-- START OF Page text --

Here,  $\circ$  denotes the Hadamard product and  $\mathbf{1}$  is the all-one matrix of appropriate dimension. Our proposed video instance matting task extends image-based matting to sequences of matting for multiple instances. Hence, assuming that  $N$  instances appear in  $\mathbf{I}$ , the task is to find alpha mattes  $\alpha_t^i \in [0, 1]^{H \times W \times 1}$  for all  $i \in \{1, \dots, N\}$ , for all  $t \in \{1, \dots, T\}$  such that

$$I_t = \sum_{i=1}^N \alpha_t^i \circ F_t^i + (1 - \sum_{i=1}^N \alpha_t^i) \circ B_t, \quad (2)$$

which is a natural extension of (1) by assuming that

$$F_t = \sum_{i=1}^N F_t^i, \quad \alpha_t = \sum_{i=1}^N \alpha_t^i, \quad \alpha_t^i \circ F_t^j = 0 \quad \forall i \neq j. \quad (3)$$

Thus, the alpha mattes and foreground images of an image  $I_t$  are dissected, according to the appearing instances. A video instance matting method thus has to recognize and track each instance, and to estimate the alpha matte of the corresponding instance at each frame. Compared to (i) video matting and (ii) video instance segmentation, it requires (i) instance-level alpha mattes and (ii) accurate mask predictions without binarization. We show a high-level comparisons between video instance matting and other tasks in Table 1.

#### 3.2. VIM50 Benchmark

There is no benchmark that provides real-world video clips with instance-level alpha matte annotations for each frame. To be able to validate VIM approaches, we thus create a new benchmark for evaluation. To this end, we leverage instance-level foregrounds and backgrounds contained

in existing single-instance matting datasets to form our multi-instance video matting benchmark VIM50. Specifically, we use VideoMatte240k [31], which provides high-resolution foreground human instances with alpha matte annotations, and the background video dataset DVM [39] to composite the VIM50 benchmark. We randomly select 50 consecutive background frames and select  $N$  times a clip of 50 consecutive frames from the foreground sequences, each showing a single human. We save corresponding backgrounds, foregrounds, and alpha mattes. We composite 50 testing clips of resolution  $1920 \times 1080$ , each consisting of 50 frames. VIM50 comprises 35, 10 and 5 video clips with two, three and four human instances, respectively, to cover different levels of crowdedness. 35 video clips depict partially occluded persons, thus posing challenges inputs regarding tracking and matting quality. Exemplary frames of VIM50 are presented in Figure 1 and in the Appendix A.

-- END OF Page text --
-- START OF Raw records --

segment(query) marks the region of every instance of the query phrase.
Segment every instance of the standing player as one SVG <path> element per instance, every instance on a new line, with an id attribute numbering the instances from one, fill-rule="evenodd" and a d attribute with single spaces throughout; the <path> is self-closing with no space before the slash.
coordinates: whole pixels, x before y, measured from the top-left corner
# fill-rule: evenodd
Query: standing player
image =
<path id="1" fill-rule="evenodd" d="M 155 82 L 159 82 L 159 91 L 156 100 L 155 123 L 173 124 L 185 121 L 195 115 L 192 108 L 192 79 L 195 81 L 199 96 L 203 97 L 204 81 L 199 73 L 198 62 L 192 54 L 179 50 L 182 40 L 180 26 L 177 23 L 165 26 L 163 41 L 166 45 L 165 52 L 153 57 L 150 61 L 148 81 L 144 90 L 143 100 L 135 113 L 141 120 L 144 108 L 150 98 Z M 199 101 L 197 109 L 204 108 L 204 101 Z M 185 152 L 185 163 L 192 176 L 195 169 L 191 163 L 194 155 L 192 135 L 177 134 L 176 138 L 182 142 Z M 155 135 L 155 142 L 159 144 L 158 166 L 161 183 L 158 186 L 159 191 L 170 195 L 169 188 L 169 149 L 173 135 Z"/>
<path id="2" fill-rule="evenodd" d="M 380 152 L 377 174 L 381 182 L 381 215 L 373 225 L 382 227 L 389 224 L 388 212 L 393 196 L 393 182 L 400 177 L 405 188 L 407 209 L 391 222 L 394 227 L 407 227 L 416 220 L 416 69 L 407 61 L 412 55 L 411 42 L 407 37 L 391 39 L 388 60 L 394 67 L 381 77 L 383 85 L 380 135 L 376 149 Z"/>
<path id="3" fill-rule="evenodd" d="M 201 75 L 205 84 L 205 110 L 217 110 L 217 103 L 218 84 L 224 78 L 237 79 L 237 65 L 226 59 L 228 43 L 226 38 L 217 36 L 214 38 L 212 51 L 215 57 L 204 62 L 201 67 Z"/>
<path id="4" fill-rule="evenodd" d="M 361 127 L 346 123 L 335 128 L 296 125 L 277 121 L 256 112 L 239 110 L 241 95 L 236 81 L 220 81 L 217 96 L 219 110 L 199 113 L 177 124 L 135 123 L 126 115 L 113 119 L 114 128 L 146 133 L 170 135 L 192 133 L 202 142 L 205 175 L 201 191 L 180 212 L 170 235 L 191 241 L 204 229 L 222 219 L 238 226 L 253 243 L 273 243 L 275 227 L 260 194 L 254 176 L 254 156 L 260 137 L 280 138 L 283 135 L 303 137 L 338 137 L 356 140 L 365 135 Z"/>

-- END OF Raw records --

*Task prompt*:
In the text on video instance matting, how many VIM50 video clips contain three human instances?

*Exercise output*:
10 video clips.